[start]

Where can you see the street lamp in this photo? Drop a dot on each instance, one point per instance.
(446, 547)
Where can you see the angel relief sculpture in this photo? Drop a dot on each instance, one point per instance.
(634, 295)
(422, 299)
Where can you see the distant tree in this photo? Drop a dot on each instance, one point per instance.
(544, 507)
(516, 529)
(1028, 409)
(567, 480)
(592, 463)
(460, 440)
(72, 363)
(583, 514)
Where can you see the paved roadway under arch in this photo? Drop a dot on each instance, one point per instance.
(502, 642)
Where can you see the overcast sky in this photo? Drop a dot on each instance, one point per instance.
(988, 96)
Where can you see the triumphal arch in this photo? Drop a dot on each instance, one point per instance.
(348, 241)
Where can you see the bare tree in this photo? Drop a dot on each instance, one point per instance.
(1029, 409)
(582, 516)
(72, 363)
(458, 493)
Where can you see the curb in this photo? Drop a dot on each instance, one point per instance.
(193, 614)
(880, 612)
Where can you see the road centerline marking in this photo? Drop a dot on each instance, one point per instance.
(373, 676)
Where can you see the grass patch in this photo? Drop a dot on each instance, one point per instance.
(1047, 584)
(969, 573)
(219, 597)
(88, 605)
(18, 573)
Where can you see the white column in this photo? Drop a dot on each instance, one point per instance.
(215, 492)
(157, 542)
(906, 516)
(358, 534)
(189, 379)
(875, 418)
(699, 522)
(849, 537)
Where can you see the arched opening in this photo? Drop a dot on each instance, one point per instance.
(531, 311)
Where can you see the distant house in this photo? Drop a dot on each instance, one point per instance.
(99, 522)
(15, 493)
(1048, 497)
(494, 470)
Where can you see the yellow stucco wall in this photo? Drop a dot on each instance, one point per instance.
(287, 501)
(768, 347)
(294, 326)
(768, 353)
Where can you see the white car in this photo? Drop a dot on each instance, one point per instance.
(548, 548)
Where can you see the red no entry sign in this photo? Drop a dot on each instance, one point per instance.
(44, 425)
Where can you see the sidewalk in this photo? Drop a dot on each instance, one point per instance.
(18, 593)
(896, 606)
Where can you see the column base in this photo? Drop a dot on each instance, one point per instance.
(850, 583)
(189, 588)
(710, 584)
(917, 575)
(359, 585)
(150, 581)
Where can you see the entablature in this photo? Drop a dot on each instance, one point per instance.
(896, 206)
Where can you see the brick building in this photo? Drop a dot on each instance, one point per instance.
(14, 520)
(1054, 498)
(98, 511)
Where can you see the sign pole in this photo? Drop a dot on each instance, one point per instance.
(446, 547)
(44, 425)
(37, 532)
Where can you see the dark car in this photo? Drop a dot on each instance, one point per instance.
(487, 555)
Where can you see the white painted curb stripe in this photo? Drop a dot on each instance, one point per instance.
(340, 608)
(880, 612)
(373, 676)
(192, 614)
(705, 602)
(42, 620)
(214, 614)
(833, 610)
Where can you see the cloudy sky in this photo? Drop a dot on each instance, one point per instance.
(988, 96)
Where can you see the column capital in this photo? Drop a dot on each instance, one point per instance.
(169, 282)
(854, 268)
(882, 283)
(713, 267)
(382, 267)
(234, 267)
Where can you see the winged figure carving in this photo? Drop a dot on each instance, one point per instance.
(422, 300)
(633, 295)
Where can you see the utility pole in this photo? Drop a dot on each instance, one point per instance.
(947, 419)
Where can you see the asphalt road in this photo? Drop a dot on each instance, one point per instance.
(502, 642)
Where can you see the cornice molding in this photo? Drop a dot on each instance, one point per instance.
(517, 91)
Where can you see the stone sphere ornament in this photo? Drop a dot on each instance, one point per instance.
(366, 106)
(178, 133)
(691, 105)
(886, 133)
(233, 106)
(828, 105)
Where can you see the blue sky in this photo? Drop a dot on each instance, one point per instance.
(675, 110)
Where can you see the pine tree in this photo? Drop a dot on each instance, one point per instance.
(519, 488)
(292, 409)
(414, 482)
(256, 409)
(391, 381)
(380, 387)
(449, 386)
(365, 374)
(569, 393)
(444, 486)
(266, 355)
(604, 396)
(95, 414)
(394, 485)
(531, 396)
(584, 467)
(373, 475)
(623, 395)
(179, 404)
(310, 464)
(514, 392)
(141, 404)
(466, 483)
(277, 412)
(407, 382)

[end]

• **Given task**:
Lay out the entries above as a two-column CSV with the headers entry_text and answer, one row per entry. Put each entry's text and its answer in their own quoted fields, and replace any line breaks with spaces.

• **The result**:
entry_text,answer
"Where can you see the street lamp in this photo? Drop a dot on each instance, one point per instance.","(446, 547)"
"Where can you see the angel relief sculpture in this photo? Drop a dot on each instance, one point per instance.","(634, 295) (422, 299)"
"Where can you see the distant tree in this photo? Drop a dot on each instance, one point per instance.","(544, 507) (516, 529) (1028, 409) (567, 480) (592, 463) (460, 440) (72, 363) (583, 514)"
"Where can you see the paved roadway under arch in this photo? Drop a dot on each instance, one point per instance.","(502, 642)"
"Where can you see the overcast sky in this photo? Drop a dot on each instance, one point per instance.","(988, 96)"
"Where can you see the triumphal arch in this photo? Drop a dot on each instance, one point per instance.","(348, 241)"
"Where can you see the bare tree in this photo? Drop a dot on each instance, one point per instance.","(1029, 409) (582, 516) (72, 363) (458, 493)"
"Where can you see the curb in this photo? Drop a dot on each instance, one point per instance.","(193, 614) (880, 612)"
"Where can you see the road centerline marking in this photo? Drop a dot on each instance, one point per instance.","(373, 676)"
"Where can you see the grass patch in this photo? Drop a dot on each instance, one point per instance.","(1047, 584) (969, 573) (219, 597) (88, 605) (18, 573)"
"Where can you see the white column in this photo? Drop a dot on each instance, one point per instance.","(215, 492) (157, 542) (906, 516) (358, 534) (189, 379) (875, 418) (699, 522) (849, 537)"
"Where can you see the arched opening in this photo? Drop a dot on each instance, one point per instance.","(531, 311)"
"Where can you see the distant house in this photo? Drop a dot on each instance, one point per instance.","(99, 522) (15, 493) (1048, 497) (494, 470)"
"Where can you see the yellow stucco wall in this photo? Drop a dot on each instance, one point per instance.","(287, 501) (768, 347) (294, 326) (768, 353)"
"Where can you see the white car in this photo? Drop a dot on each instance, one point per instance.","(548, 548)"
"Where can you see the red no entry sign in this photo? Drop a dot on each instance, one point per instance.","(44, 425)"
"Where can you see the sidewalk in this photo? Drop a dot on each instance, one point per instance.","(18, 593) (896, 606)"
"Where can you see the column base in this photo? Drop a dot on each instance, one point per instance.","(850, 583) (189, 588) (710, 584) (917, 575) (359, 585) (150, 581)"
"Where can you see the entablature in this photo? Drop a dot on each instance, one point per instance.","(896, 206)"
"Where can you see the brick building in this photo? Drop a dot on each instance, one point per instance.","(14, 520) (1054, 498) (98, 511)"
"Where can you see the sign pole in this photo? Drop a dot on each instance, one point per instance.","(446, 547) (44, 425) (37, 532)"
"Where can you see the dark car in this photo? Drop a dot on each instance, one point per instance.","(487, 555)"
"Where can you see the white painted curb stripe in this photo? Drop a dot on each instance, one point per instance.","(340, 608) (880, 612) (373, 676) (192, 614) (705, 602) (42, 620) (214, 614) (833, 610)"
"Where can you see the cloudy sky in this photo? Drop a dot on each instance, one point per instance.","(988, 96)"
"Where can you see the column capital in this photo? Drop a dot on each instance, one point per instance.","(169, 282) (854, 268) (882, 283) (713, 267) (382, 267) (234, 267)"
"Where can you see the winged figure carving in this photo? Drop a dot on each instance, one point per instance.","(422, 300) (633, 295)"
"Where can you see the utility pole in this photo? Drop a dot on each instance, one point per instance.","(947, 419)"
"Where can you see the asphalt road in this photo? Drop a dot on each instance, one point per instance.","(502, 642)"
"Where can you see the cornice molding in this photo? Drop a dot on each instance, one point per instance.","(517, 91)"
"Where can you see the stone sphere ornament in this photo? Drop a dot on each instance, one point per instance.","(366, 106) (178, 133) (691, 105) (886, 133) (233, 106) (828, 105)"
"Where can you see the blue sky in this photo? Drop a dot on each instance, one point per instance.","(675, 110)"
"Where can you see the pine tree in this photo? Drop a dot on each instance, one point per instance.","(519, 488) (292, 409) (414, 482) (256, 409) (391, 381) (380, 387) (449, 386) (365, 374) (569, 393) (444, 486) (266, 355) (604, 396) (95, 414) (394, 485) (531, 396) (584, 467) (373, 475) (623, 395) (179, 404) (310, 464) (514, 392) (141, 404) (466, 483) (277, 412) (407, 382)"